▶ Written exercise 1
According to the article on cycling in the Tahoe/Truckee area, how old was the author when leaving the family car to ride a bike into Tahoe City?

▶ Excerpt provided

# # # # #

By CHRIS MERTENS | Special to Moonshine Ink
It was a warm, cloudless July afternoon and I was sitting in my parents’ gridlocked car on Highway 89 North on our way into Tahoe City for dinner. At 10 years old, my patience for being stuck in a car in traffic on such a beautiful day had run out. I stared jealously at people walking and riding unimpeded on the bike path toward our shared destination.
Then I had an idea.
With surprisingly little objection from my parents, my cousin and I quickly jumped out of the car, unloaded our bikes from the rack, and, grinning widely, pedaled on the bike path toward Tahoe City convinced we were the smartest people in the world.
Thanks to the hard work of public agencies, nonprofits, individuals, and advocates like the Lake Tahoe Bicycle Coalition, the ability to ditch your car and grab a bike has become easier in the Tahoe/Truckee area. New bike paths, improved safety measures, enhanced route-finding, and better bike racks are just a few of the reasons why there has never been a better time to pedal your way around this beautiful region.
Tons of new trails and bike racks this summer
Excellent new bike path offerings seem to emerge every year.

# # # # #

▶ Written exercise 2
Locate every line of the listing that contains the string "spare", and copy each such line.

Excerpts of location labeling data
# # # # #

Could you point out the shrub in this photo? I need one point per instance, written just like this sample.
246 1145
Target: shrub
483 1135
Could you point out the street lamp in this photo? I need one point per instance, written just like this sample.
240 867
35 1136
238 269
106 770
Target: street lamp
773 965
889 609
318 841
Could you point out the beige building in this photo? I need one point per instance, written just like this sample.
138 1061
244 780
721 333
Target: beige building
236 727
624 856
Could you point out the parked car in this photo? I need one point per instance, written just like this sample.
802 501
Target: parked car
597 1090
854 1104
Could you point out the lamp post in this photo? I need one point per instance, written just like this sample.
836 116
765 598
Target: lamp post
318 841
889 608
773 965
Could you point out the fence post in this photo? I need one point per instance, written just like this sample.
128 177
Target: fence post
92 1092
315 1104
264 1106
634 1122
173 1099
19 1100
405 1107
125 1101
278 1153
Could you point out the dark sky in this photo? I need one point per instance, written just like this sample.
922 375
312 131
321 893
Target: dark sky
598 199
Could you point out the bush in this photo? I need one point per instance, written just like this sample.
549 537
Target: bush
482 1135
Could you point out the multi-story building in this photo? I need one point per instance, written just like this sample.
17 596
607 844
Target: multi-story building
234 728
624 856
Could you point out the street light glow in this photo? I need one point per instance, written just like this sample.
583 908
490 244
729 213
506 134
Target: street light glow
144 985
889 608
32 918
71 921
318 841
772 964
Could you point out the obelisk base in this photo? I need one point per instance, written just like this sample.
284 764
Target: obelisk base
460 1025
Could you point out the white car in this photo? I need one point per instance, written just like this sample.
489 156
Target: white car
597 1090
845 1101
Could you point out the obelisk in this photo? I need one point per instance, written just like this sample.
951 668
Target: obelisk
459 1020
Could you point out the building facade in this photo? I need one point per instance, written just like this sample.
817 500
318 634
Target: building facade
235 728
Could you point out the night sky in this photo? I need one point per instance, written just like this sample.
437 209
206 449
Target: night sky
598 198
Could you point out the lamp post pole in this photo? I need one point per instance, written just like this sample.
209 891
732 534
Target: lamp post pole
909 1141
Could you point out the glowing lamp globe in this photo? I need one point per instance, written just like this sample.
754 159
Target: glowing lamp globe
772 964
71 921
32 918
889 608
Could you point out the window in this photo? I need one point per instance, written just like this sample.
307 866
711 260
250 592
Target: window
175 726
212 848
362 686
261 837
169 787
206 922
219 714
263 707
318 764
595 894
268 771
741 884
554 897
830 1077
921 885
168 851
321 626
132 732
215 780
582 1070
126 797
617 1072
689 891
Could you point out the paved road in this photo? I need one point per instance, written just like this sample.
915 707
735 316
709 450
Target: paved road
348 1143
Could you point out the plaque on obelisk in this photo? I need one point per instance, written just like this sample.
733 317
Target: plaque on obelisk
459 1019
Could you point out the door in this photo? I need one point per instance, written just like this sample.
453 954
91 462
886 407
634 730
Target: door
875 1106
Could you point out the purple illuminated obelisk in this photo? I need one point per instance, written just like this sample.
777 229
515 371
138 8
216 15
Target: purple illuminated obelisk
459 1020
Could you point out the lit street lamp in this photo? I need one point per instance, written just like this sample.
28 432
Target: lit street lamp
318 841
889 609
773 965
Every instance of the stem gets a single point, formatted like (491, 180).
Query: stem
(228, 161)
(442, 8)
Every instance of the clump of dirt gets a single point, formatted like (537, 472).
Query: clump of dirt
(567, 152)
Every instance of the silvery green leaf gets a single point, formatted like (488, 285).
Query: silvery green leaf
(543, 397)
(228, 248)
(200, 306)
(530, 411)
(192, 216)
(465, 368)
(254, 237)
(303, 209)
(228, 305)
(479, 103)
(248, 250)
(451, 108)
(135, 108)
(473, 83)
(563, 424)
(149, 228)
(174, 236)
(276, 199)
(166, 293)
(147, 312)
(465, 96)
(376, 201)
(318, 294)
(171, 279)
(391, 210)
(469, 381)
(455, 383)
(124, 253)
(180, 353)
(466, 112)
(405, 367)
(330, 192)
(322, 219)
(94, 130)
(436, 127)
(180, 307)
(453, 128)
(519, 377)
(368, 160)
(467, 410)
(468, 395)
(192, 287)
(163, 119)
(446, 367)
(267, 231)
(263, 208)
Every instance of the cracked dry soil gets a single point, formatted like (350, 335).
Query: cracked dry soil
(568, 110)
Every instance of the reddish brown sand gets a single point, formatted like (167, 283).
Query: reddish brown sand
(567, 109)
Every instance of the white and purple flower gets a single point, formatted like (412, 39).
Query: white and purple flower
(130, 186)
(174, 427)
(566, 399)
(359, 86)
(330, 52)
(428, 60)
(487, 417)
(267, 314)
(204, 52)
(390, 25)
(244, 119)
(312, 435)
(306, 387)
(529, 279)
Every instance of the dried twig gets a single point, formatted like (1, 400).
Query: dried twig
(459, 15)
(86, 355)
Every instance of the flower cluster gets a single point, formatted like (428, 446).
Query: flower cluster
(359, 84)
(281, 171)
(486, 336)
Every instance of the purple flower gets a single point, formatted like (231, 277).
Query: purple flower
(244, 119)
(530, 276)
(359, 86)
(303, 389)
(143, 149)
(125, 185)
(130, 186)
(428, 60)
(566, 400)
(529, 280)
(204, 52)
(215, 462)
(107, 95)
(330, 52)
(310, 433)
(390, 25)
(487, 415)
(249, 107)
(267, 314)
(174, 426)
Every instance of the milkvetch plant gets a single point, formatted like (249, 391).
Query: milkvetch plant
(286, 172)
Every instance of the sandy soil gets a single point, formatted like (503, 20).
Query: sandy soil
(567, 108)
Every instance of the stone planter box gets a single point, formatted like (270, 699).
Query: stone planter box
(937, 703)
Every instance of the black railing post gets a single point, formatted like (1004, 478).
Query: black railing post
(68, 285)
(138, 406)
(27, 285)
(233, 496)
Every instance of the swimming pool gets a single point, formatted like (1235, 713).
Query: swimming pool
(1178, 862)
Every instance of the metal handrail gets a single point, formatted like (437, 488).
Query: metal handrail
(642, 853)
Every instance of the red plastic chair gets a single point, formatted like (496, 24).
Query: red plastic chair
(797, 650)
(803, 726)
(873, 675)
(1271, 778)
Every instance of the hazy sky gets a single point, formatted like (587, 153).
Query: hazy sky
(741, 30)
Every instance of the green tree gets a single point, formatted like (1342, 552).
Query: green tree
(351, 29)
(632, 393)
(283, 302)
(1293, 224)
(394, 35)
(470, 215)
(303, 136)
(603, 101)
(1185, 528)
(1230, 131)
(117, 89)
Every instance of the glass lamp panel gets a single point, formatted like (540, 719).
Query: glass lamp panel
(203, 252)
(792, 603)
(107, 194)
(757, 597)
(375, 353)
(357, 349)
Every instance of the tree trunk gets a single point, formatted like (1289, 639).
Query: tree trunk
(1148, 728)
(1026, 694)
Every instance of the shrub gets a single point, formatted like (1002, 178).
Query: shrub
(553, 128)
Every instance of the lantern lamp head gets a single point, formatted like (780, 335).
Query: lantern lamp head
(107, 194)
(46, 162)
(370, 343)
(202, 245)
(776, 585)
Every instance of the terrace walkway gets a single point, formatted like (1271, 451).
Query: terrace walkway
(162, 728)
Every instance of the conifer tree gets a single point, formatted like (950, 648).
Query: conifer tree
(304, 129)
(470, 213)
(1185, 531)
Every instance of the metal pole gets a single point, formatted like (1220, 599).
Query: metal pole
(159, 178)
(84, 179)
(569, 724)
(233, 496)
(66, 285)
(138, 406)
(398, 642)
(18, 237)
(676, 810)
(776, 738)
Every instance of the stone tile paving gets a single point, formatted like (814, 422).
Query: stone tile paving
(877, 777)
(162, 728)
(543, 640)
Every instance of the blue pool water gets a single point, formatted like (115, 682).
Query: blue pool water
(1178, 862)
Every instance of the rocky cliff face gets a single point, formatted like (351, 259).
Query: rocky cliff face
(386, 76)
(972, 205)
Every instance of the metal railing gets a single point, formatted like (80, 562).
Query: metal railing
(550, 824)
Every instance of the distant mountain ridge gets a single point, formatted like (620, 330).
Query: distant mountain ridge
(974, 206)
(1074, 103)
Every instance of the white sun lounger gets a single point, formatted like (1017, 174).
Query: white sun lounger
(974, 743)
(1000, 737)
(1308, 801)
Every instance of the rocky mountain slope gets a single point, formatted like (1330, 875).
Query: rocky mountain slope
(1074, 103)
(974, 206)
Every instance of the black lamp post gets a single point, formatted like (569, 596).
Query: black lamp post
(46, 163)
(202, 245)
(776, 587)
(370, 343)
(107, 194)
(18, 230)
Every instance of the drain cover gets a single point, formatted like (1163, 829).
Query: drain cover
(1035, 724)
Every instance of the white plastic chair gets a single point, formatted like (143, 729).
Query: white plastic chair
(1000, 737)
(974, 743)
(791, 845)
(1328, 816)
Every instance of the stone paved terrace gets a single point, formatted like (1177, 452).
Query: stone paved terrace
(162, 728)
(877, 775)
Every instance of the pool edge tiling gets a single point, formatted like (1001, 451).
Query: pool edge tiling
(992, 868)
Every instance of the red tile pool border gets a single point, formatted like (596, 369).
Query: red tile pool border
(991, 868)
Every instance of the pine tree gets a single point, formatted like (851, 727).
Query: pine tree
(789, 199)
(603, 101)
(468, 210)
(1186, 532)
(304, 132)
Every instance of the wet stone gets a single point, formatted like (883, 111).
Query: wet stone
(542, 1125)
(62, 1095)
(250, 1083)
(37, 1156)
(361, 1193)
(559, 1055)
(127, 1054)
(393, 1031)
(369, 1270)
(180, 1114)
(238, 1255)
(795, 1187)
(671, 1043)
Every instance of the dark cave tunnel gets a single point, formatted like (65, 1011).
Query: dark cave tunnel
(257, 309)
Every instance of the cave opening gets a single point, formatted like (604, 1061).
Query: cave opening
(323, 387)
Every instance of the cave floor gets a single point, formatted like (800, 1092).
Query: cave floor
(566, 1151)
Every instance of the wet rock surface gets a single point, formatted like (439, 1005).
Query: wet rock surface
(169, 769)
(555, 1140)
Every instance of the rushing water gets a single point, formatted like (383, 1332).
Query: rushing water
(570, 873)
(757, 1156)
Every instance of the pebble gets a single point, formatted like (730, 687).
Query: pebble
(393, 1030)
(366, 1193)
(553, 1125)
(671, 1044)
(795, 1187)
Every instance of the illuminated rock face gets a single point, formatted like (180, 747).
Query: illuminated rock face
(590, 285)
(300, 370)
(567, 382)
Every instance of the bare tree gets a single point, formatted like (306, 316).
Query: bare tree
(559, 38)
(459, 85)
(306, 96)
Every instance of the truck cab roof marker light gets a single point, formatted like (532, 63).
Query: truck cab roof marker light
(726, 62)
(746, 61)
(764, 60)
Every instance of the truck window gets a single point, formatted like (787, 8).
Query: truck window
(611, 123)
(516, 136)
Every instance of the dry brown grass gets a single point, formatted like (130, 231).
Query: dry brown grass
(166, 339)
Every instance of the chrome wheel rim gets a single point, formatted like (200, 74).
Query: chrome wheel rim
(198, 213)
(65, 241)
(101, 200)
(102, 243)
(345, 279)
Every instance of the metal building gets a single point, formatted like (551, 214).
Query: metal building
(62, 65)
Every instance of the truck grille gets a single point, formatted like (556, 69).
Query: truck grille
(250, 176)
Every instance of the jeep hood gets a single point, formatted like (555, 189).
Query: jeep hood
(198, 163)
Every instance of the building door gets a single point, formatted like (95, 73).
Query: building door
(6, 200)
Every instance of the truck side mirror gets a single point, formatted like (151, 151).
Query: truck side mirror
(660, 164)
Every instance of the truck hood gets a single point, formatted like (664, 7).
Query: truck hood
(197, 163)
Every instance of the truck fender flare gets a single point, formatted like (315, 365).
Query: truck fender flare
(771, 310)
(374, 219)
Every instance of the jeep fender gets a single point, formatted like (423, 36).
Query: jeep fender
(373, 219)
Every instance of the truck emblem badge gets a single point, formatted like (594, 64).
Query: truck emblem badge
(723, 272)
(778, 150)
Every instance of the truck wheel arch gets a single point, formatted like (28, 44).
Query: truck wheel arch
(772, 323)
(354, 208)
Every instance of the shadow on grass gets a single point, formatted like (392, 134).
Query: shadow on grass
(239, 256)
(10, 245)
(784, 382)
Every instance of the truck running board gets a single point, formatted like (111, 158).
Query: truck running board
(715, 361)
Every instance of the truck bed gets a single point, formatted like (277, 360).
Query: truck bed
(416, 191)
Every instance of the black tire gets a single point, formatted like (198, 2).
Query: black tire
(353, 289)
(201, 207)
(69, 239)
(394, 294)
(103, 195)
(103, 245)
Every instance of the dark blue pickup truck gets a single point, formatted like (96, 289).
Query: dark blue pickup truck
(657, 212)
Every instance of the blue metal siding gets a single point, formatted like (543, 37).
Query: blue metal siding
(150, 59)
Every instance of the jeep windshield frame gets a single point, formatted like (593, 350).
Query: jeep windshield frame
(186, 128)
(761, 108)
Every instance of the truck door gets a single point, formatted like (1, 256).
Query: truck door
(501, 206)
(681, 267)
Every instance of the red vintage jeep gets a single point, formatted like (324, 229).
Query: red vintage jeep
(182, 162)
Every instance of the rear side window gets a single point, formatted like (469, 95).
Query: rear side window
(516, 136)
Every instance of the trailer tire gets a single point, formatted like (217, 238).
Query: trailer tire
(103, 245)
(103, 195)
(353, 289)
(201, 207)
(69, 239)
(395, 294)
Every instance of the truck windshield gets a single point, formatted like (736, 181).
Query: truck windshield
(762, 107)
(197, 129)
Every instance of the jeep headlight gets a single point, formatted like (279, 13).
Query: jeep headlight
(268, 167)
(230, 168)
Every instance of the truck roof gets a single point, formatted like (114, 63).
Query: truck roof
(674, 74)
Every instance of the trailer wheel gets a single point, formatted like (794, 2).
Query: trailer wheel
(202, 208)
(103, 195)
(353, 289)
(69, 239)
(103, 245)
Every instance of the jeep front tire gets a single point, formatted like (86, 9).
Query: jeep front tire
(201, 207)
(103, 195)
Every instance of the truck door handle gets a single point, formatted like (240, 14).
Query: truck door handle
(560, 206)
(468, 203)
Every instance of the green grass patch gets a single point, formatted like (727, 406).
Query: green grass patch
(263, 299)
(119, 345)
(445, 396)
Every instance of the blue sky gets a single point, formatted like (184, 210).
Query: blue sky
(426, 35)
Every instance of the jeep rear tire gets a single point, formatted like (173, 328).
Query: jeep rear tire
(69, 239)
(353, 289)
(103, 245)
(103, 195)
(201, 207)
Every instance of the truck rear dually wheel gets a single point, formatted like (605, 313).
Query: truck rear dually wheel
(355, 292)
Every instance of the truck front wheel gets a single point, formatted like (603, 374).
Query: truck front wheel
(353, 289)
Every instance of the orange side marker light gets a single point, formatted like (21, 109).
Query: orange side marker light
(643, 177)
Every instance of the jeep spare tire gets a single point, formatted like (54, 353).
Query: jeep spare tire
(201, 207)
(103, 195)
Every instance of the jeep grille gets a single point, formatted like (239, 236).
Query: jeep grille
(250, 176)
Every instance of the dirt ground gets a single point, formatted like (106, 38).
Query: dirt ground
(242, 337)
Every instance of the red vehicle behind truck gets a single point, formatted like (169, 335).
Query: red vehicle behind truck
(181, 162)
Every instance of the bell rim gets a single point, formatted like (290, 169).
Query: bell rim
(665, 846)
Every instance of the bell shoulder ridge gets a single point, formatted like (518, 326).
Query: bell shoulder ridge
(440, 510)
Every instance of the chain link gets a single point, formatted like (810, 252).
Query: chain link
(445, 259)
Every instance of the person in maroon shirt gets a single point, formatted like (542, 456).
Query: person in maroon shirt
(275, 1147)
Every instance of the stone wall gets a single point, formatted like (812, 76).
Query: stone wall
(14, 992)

# # # # #

▶ Final answer 1
10 years old.

▶ Final answer 2
Every instance of the jeep spare tire gets a single point, formatted like (54, 353).
Query: jeep spare tire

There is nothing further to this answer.